:: Objective ::
Provide an exact transcription of all the records.

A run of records
--------------------------------

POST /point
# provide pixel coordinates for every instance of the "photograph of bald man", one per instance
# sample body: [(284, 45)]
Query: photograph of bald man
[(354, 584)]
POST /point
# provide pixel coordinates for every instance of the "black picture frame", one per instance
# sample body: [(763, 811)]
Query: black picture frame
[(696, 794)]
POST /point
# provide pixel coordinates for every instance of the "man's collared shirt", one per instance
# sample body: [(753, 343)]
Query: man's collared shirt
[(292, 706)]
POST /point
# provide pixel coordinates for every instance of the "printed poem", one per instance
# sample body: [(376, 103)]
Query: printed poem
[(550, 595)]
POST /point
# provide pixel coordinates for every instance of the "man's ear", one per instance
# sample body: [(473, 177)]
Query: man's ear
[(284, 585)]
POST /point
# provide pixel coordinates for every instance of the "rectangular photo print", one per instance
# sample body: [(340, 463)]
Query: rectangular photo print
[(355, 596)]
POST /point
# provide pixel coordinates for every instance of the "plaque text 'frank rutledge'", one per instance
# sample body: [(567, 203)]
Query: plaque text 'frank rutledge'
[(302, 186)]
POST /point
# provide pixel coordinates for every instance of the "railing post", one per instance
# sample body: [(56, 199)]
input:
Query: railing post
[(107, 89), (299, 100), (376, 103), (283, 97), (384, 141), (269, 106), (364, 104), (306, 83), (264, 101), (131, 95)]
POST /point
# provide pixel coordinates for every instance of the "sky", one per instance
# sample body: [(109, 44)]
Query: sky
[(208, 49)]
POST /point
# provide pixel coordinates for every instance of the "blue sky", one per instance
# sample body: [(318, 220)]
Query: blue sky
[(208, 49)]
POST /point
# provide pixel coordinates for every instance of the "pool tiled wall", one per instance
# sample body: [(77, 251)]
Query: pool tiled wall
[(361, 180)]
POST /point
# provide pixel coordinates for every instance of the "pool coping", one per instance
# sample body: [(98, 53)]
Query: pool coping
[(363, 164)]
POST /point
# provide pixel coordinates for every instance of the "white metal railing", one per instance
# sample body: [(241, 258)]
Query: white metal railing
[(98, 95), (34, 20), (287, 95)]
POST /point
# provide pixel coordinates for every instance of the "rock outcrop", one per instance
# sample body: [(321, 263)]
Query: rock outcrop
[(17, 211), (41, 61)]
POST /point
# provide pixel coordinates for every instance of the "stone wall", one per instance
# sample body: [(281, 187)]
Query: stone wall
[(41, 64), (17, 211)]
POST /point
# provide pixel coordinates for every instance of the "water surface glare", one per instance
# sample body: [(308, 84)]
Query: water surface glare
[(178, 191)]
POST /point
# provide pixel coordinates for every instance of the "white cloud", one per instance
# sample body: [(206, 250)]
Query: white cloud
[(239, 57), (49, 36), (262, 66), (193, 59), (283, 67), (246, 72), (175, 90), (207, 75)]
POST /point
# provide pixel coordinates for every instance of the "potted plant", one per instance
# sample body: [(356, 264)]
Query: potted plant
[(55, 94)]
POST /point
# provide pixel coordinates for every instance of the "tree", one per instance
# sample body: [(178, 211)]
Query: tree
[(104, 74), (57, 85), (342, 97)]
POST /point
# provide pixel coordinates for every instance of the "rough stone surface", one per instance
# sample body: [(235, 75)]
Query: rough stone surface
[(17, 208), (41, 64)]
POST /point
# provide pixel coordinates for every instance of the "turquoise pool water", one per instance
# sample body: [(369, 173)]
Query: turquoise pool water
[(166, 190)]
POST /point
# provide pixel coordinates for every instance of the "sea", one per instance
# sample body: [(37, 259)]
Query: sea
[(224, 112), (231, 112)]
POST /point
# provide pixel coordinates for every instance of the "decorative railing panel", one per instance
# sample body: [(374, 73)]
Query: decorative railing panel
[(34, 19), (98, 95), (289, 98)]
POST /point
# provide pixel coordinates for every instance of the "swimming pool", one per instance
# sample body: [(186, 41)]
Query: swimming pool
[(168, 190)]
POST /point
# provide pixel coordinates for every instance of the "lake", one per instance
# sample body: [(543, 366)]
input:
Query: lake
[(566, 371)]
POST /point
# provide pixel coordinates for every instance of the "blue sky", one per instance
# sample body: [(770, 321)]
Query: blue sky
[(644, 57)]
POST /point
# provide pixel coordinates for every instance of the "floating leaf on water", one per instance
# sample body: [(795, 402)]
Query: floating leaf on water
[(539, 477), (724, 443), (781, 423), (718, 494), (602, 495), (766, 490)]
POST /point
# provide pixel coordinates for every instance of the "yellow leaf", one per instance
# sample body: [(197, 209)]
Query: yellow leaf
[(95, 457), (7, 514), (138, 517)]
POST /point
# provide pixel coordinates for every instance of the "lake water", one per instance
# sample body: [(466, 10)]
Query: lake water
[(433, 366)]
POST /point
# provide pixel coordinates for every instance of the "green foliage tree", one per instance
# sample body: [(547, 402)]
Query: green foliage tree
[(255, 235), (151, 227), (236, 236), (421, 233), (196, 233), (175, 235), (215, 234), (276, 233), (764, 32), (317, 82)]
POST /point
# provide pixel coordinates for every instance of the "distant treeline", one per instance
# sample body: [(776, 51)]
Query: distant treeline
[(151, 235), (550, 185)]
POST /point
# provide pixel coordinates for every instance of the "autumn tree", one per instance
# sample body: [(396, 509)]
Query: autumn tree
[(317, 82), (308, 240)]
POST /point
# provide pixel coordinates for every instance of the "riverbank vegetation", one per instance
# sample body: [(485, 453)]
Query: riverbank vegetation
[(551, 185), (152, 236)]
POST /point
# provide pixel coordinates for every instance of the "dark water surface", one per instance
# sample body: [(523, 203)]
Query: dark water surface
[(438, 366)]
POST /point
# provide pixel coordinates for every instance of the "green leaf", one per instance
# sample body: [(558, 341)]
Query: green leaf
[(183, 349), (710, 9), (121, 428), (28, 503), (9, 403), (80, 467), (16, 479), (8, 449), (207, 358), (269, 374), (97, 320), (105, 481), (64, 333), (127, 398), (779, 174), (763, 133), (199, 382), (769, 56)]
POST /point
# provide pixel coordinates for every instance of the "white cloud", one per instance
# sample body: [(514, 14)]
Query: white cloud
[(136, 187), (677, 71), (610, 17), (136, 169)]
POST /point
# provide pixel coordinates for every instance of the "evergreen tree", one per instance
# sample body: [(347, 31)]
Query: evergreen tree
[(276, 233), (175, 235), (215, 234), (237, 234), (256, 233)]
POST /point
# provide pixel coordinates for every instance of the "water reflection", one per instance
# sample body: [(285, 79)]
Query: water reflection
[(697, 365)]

--------------------------------

:: Result ::
POST /point
# provide pixel coordinates for every instance of the "photograph of bald man", one per instance
# sample body: [(284, 45)]
Query: photograph of bald man
[(354, 584)]
POST /point
# provide pixel coordinates for every instance of the "black picture frame", one per instance
# sample body: [(763, 811)]
Query: black picture frame
[(696, 794)]
POST /point
# provide pixel coordinates for every instance of the "man's collared shirt", one per instance
# sample body: [(753, 343)]
Query: man's collared shirt
[(292, 706)]
POST /point
# provide pixel coordinates for every instance of the "printed poem", one per instance
# sample body: [(376, 103)]
Query: printed poem
[(550, 595)]
POST /point
# provide pixel coordinates for every instance of the "man's ear", one per instance
# sample body: [(473, 177)]
Query: man's ear
[(284, 585)]
POST /point
# provide pixel coordinates for every instance of the "rectangular photo print", one per instance
# sample body: [(340, 463)]
Query: rectangular photo print
[(355, 596)]
POST /point
# provide pixel coordinates for every instance of the "plaque text 'frank rutledge'", one per instance
# sample body: [(567, 203)]
Query: plaque text 'frank rutledge'
[(302, 186)]
POST /point
# provide pixel coordinates for every instance of the "railing post", one per instance
# sample body: [(56, 199)]
input:
Query: railing post
[(107, 89), (299, 100), (376, 103), (283, 97), (384, 141), (269, 106), (364, 104), (306, 83), (264, 101), (131, 95)]
POST /point
# provide pixel coordinates for every instance of the "sky", one per instance
# sample body: [(109, 44)]
Query: sky
[(208, 49)]
POST /point
# provide pixel coordinates for every instance of the "blue sky", one per instance
# sample body: [(318, 220)]
Query: blue sky
[(208, 49)]
POST /point
# provide pixel coordinates for every instance of the "pool tiled wall", one per instance
# sample body: [(77, 251)]
Query: pool tiled wall
[(361, 180)]
POST /point
# provide pixel coordinates for every instance of the "pool coping", one per instance
# sample body: [(98, 53)]
Query: pool coping
[(363, 164)]
POST /point
# provide pixel coordinates for every instance of the "white metal railing", one per instance
# sample body: [(241, 258)]
Query: white metal railing
[(98, 95), (34, 20), (287, 95)]
POST /point
# provide pixel coordinates for every instance of the "rock outcrop", one per instance
# sample body: [(321, 263)]
Query: rock outcrop
[(17, 211), (41, 61)]
POST /point
# provide pixel coordinates for every instance of the "stone wall", one per instance
# sample body: [(281, 187)]
Query: stone wall
[(41, 64), (17, 211)]
POST /point
# provide pixel coordinates for every instance of the "water surface glare", one per instance
# sample body: [(308, 84)]
Query: water surface glare
[(178, 191)]
POST /point
# provide pixel coordinates for every instance of the "white cloud", one per instance
# sample body: [(206, 250)]
Query: white cloud
[(239, 57), (49, 36), (262, 66), (193, 59), (283, 67), (246, 72), (175, 90), (207, 75)]
POST /point
# provide pixel coordinates for every instance of the "potted plant", one per instance
# sample body: [(356, 264)]
Query: potted plant
[(55, 94)]
POST /point
# provide pixel coordinates for every instance of the "tree", one per instance
# sample body: [(178, 211)]
Query: tree
[(104, 74), (57, 85), (342, 97)]
POST /point
# provide pixel coordinates for every instance of the "rough stone surface", one per instance
# sample body: [(235, 75)]
Query: rough stone surface
[(17, 208), (41, 64)]
POST /point
# provide pixel coordinates for every instance of the "turquoise pool water", one per instance
# sample body: [(369, 173)]
Query: turquoise pool water
[(166, 190)]
POST /point
# provide pixel coordinates for every instance of the "sea", one per instance
# sample body: [(37, 259)]
Query: sea
[(224, 112), (231, 112)]
POST /point
# provide pixel coordinates for every instance of the "decorative railing panel", one per instance
# sample body: [(374, 73)]
Query: decorative railing panel
[(34, 19), (98, 95), (289, 98)]
POST /point
# provide pixel coordinates for every instance of the "swimming pool", one per instance
# sample body: [(186, 41)]
Query: swimming pool
[(168, 190)]
POST /point
# provide pixel coordinates for every instance of the "lake", one per instance
# sample body: [(543, 366)]
input:
Query: lake
[(566, 371)]
POST /point
# provide pixel coordinates for every instance of the "blue sky", one per instance
# sample body: [(770, 321)]
Query: blue sky
[(644, 57)]
POST /point
# provide pixel coordinates for every instance of the "floating leaf on water", one per instance
# sample body: [(795, 402)]
Query: floating leaf on water
[(539, 477), (724, 443), (781, 423), (718, 494), (602, 495), (766, 490)]
POST /point
# provide pixel coordinates for every instance of the "yellow leaf", one per instance
# sample body: [(197, 209)]
Query: yellow leaf
[(95, 457), (7, 514), (138, 517)]
POST /point
# provide pixel coordinates for every instance of the "lake water", one per instance
# sample body: [(466, 10)]
Query: lake water
[(433, 366)]
POST /point
# provide pixel coordinates for every instance of the "green foliage tree", one per instance
# sample body: [(547, 402)]
Query: green foliage tree
[(255, 235), (151, 227), (236, 236), (421, 233), (196, 233), (175, 235), (215, 234), (276, 233), (764, 32), (317, 82)]
POST /point
# provide pixel coordinates for every instance of the "distant treeline", one per instance
# sample body: [(776, 51)]
Query: distant treeline
[(151, 235), (550, 185)]
POST /point
# provide pixel coordinates for every instance of the "autumn tree", one per instance
# sample body: [(396, 509)]
Query: autumn tree
[(317, 82), (308, 240)]
POST /point
# provide pixel coordinates for every instance of the "riverbank vegetation", one per instance
# sample body: [(485, 453)]
Query: riverbank vegetation
[(551, 185), (152, 236)]
POST /point
# provide pixel coordinates for every instance of the "dark water surface", one per instance
# sample body: [(523, 203)]
Query: dark water surface
[(438, 366)]
POST /point
# provide pixel coordinates for every instance of the "green leaf", one per instance
# sample body: [(558, 341)]
Query: green leaf
[(183, 349), (710, 9), (121, 428), (28, 503), (9, 403), (80, 467), (16, 479), (8, 449), (207, 358), (269, 374), (97, 320), (105, 481), (64, 333), (127, 398), (779, 174), (763, 133), (199, 382), (769, 56)]
POST /point
# provide pixel coordinates for every instance of the "white cloud", one per instance
# sample body: [(514, 14)]
Query: white cloud
[(136, 187), (677, 71), (610, 17), (136, 169)]
POST /point
# provide pixel coordinates for every instance of the "evergreen tree", one per instance
# sample body: [(347, 31)]
Query: evergreen tree
[(276, 233), (175, 235), (215, 234), (237, 234), (256, 233)]
POST /point
# provide pixel coordinates for every instance of the "water reflection", one per instance
# sample body: [(285, 79)]
Query: water reflection
[(697, 365)]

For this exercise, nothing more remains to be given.